## TASK STATEMENT
Render every item below as a numbered list, skipping blank lines. Leave the pictures out of your answer.

## RECORDS FOR THE TASK
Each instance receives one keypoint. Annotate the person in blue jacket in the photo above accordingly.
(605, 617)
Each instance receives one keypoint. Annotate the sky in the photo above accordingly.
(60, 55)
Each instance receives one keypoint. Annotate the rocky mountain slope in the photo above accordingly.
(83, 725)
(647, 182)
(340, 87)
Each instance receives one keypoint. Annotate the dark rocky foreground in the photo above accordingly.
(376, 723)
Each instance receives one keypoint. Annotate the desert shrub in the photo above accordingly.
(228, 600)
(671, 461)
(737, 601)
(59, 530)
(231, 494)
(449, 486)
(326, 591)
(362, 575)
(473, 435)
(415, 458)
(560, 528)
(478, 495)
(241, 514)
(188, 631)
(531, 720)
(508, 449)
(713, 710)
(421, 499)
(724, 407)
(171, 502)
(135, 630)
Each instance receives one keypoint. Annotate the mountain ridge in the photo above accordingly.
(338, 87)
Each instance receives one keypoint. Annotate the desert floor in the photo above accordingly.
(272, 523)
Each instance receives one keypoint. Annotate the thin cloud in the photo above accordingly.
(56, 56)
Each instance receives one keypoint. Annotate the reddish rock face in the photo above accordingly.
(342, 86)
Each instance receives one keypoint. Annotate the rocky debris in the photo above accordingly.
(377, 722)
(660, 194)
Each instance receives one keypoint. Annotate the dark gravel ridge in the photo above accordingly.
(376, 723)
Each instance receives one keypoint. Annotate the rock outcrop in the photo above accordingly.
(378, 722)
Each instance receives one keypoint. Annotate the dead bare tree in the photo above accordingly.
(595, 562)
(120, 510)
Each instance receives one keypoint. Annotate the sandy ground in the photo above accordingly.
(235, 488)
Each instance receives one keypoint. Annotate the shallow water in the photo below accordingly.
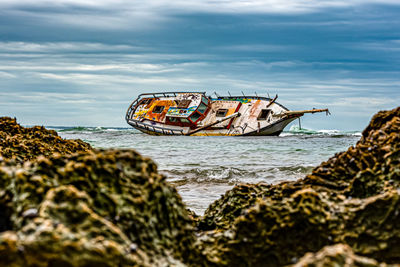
(203, 168)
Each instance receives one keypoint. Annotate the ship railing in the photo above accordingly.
(132, 107)
(156, 129)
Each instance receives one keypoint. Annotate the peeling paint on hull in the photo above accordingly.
(194, 113)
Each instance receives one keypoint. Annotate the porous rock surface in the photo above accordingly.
(353, 199)
(337, 255)
(23, 144)
(96, 208)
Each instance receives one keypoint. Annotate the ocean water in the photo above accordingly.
(204, 168)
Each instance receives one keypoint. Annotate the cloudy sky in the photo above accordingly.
(81, 62)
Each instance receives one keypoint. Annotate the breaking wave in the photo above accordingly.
(296, 130)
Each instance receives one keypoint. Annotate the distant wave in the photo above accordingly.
(89, 129)
(232, 175)
(296, 130)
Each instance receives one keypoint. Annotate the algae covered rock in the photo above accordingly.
(352, 199)
(337, 255)
(96, 208)
(23, 143)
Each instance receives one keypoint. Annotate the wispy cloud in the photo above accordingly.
(64, 47)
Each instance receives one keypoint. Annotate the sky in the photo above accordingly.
(82, 62)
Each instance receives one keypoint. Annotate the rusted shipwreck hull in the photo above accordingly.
(194, 113)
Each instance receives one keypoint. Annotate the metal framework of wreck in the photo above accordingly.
(194, 113)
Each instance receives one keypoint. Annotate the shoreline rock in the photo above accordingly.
(353, 198)
(65, 203)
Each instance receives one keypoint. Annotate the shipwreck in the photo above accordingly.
(195, 113)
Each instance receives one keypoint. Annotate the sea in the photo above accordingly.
(204, 168)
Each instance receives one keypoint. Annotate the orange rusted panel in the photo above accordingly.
(159, 117)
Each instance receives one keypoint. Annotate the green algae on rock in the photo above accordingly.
(337, 255)
(23, 143)
(352, 198)
(96, 208)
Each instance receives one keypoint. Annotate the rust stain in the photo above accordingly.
(159, 117)
(255, 109)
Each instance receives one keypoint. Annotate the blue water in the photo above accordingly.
(203, 168)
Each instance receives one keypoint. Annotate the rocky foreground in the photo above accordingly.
(63, 203)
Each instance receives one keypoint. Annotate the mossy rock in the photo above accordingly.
(95, 208)
(337, 255)
(351, 199)
(21, 144)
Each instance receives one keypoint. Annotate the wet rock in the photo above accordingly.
(95, 208)
(352, 199)
(337, 255)
(21, 144)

## COMPLETE ANSWER
1. Each instance receives one keypoint. Annotate the person in blue jacket in the photo above accordingly.
2. (605, 617)
3. Each instance receives one keypoint. Annotate the sky in the photo above accordingly.
4. (60, 55)
5. Each instance receives one keypoint. Annotate the rocky mountain slope in the photo above accordingly.
6. (83, 725)
7. (647, 182)
8. (340, 87)
9. Each instance receives one keypoint. Annotate the dark rocky foreground in the photo above accordingly.
10. (376, 723)
11. Each instance receives one keypoint. Annotate the desert shrub in the photo above accordingly.
12. (228, 600)
13. (671, 461)
14. (737, 601)
15. (59, 530)
16. (231, 494)
17. (449, 486)
18. (326, 591)
19. (362, 575)
20. (473, 435)
21. (415, 458)
22. (560, 528)
23. (478, 495)
24. (241, 514)
25. (188, 631)
26. (531, 720)
27. (508, 449)
28. (713, 710)
29. (421, 499)
30. (724, 407)
31. (171, 502)
32. (135, 630)
33. Each instance receives one keypoint. Annotate the mountain ridge in the photo above accordingly.
34. (338, 87)
35. Each instance receives one keypoint. Annotate the desert floor in the photo above accordingly.
36. (272, 523)
37. Each instance receives one keypoint. Annotate the thin cloud in the photo above accordingly.
38. (56, 56)
39. Each instance receives one keypoint. Annotate the reddish rock face in the photo above accordingly.
40. (342, 86)
41. Each instance receives one keypoint. Annotate the rocky debris in the photo above accordingly.
42. (377, 722)
43. (660, 194)
44. Each instance receives one keypoint. Annotate the dark gravel ridge in the photo above accordingly.
45. (376, 723)
46. Each instance receives one keypoint. Annotate the rock outcrop in the photo above accordingly.
47. (378, 722)
48. Each instance receives one keypoint. Annotate the dead bare tree in the photo above accordingly.
49. (595, 562)
50. (120, 510)
51. Each instance receives one keypoint. Annotate the sandy ground in the photo above accordingly.
52. (235, 488)
53. Each instance receives one keypoint. Annotate the shallow water in the photo below accordingly.
54. (203, 168)
55. Each instance receives one keypoint. Annotate the ship railing in the photo above accordingly.
56. (132, 107)
57. (156, 129)
58. Each instance receives one keypoint. Annotate the peeling paint on hull in the photo above accordingly.
59. (194, 113)
60. Each instance receives one keypoint. Annotate the porous rock surface in the photo above accordingly.
61. (353, 199)
62. (337, 255)
63. (23, 144)
64. (96, 208)
65. Each instance receives one keypoint. Annotate the ocean water in the photo above accordingly.
66. (204, 168)
67. Each instance receives one keypoint. Annotate the cloudy sky in the photo above accordingly.
68. (81, 62)
69. Each instance receives one keypoint. Annotate the breaking wave in the photo above accordingly.
70. (296, 130)
71. Each instance receives one keypoint. Annotate the distant wave in the photo above accordingly.
72. (89, 129)
73. (232, 175)
74. (296, 130)
75. Each instance receives one keypoint. Annotate the algae covered rock in the photo above accordingly.
76. (352, 199)
77. (337, 255)
78. (96, 208)
79. (23, 143)
80. Each instance receives one keypoint. Annotate the wispy cloud in the photo above accordingly.
81. (64, 47)
82. Each instance receives one keypoint. Annotate the sky in the photo above accordingly.
83. (82, 62)
84. Each instance receives one keypoint. Annotate the rusted shipwreck hull in the photo above accordingly.
85. (194, 113)
86. Each instance receives one keypoint. Annotate the metal framework of wreck in the photo above accordingly.
87. (194, 113)
88. Each instance receives one keypoint. Annotate the shoreline rock in the photo above accordingly.
89. (353, 198)
90. (65, 203)
91. Each instance receives one keypoint. Annotate the shipwreck in the photo above accordingly.
92. (195, 113)
93. Each instance receives one keypoint. Annotate the sea in the photo above accordingly.
94. (204, 168)
95. Each instance receives one keypoint. Annotate the orange rusted panel in the photo above accordingly.
96. (159, 117)
97. Each instance receives one keypoint. Annotate the green algae on rock in the photo above accordingly.
98. (337, 255)
99. (23, 143)
100. (352, 198)
101. (96, 208)
102. Each instance receives one keypoint. Annotate the rust stain in the photo above accordingly.
103. (159, 117)
104. (255, 109)
105. Each instance receives one keypoint. Annotate the blue water in the photo above accordingly.
106. (203, 168)
107. Each instance receives one keypoint. Annotate the rocky foreground in the photo above accordingly.
108. (63, 203)
109. Each instance receives one keypoint. Annotate the mossy rock in the photo above accordingly.
110. (95, 208)
111. (337, 255)
112. (351, 199)
113. (21, 144)
114. Each instance receives one keypoint. Annotate the wet rock in the photo above accordingly.
115. (95, 208)
116. (352, 199)
117. (337, 255)
118. (21, 144)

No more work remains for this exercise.